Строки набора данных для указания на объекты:
++++++
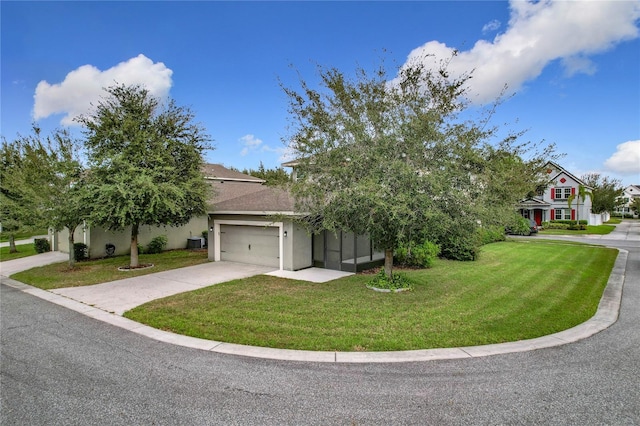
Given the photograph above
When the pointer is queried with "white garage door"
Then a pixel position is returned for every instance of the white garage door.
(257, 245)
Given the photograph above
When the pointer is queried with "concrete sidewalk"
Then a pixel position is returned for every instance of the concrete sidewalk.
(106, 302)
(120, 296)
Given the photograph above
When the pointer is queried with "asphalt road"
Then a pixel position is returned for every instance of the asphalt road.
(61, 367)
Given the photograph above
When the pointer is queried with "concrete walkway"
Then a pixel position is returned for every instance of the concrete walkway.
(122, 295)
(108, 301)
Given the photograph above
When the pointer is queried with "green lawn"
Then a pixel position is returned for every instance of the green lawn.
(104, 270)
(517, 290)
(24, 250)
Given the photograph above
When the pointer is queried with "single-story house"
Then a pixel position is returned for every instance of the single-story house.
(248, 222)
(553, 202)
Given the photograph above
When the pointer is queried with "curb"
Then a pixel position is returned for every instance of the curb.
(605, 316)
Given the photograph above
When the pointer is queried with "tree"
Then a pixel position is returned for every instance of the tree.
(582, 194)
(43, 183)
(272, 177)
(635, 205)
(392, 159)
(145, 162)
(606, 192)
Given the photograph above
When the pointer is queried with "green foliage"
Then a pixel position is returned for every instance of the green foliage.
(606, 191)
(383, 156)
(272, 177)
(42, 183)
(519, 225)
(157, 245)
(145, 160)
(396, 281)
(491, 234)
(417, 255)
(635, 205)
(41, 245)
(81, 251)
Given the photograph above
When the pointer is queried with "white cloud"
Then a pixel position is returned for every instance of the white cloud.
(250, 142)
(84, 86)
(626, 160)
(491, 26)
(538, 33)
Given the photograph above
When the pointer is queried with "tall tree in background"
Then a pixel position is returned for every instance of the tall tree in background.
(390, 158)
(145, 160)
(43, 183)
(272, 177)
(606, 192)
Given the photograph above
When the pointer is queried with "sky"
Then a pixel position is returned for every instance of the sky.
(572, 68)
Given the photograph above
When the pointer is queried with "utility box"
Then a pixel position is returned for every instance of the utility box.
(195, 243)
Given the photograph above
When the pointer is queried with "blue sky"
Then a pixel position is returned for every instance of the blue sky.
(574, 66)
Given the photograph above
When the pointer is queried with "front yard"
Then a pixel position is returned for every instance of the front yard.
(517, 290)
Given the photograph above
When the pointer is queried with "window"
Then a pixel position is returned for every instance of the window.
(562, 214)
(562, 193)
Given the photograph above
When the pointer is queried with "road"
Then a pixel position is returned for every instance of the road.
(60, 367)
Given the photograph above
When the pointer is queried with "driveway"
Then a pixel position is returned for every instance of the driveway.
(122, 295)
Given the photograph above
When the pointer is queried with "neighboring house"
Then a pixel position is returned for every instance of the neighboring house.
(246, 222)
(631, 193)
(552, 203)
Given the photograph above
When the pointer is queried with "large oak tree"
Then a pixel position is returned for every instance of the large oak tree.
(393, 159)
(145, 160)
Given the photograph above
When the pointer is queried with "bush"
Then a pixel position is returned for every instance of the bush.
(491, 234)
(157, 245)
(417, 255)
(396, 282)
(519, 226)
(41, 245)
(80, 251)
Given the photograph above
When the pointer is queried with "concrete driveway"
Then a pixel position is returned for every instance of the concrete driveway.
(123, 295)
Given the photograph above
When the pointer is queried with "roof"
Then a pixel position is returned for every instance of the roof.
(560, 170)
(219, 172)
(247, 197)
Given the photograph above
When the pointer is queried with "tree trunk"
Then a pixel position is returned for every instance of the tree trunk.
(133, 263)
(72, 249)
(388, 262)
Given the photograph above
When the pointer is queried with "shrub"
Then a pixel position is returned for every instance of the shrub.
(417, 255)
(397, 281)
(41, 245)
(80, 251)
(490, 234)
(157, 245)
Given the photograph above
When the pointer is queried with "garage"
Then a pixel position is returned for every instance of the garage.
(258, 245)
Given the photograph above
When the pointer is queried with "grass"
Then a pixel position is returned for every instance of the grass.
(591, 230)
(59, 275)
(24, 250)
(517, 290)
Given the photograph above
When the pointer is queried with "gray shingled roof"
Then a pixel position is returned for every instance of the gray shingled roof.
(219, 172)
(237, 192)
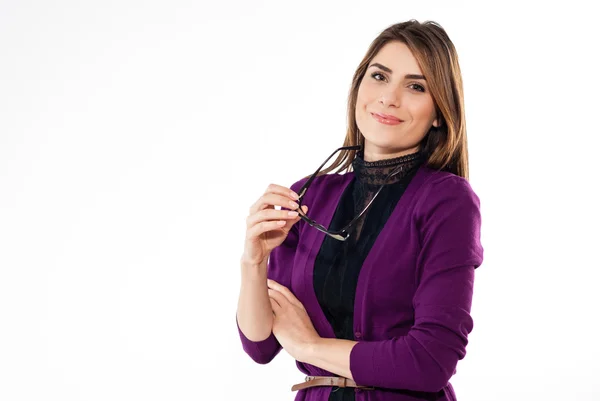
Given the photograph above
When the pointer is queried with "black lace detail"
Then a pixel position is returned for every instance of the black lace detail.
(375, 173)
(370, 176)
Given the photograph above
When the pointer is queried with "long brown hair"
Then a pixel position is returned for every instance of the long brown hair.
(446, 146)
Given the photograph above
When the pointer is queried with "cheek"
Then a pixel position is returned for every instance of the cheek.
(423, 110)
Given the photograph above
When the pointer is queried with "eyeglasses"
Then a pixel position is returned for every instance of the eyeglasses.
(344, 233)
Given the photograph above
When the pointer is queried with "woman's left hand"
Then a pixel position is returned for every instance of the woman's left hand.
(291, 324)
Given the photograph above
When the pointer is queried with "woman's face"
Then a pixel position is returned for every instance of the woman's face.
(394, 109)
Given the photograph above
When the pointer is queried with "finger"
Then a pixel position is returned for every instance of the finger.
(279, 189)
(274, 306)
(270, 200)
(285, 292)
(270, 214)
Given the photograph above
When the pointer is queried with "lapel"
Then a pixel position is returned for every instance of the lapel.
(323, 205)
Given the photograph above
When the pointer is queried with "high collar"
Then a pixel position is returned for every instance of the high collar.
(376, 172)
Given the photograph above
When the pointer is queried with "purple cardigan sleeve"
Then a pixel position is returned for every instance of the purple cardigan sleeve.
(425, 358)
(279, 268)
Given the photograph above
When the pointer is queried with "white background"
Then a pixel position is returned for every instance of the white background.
++++++
Условие задания ->
Подсчитайте, сколько строк в записях выше содержат слово «high», с учетом регистра. В ответе укажите только число.

Ответ задания ->
2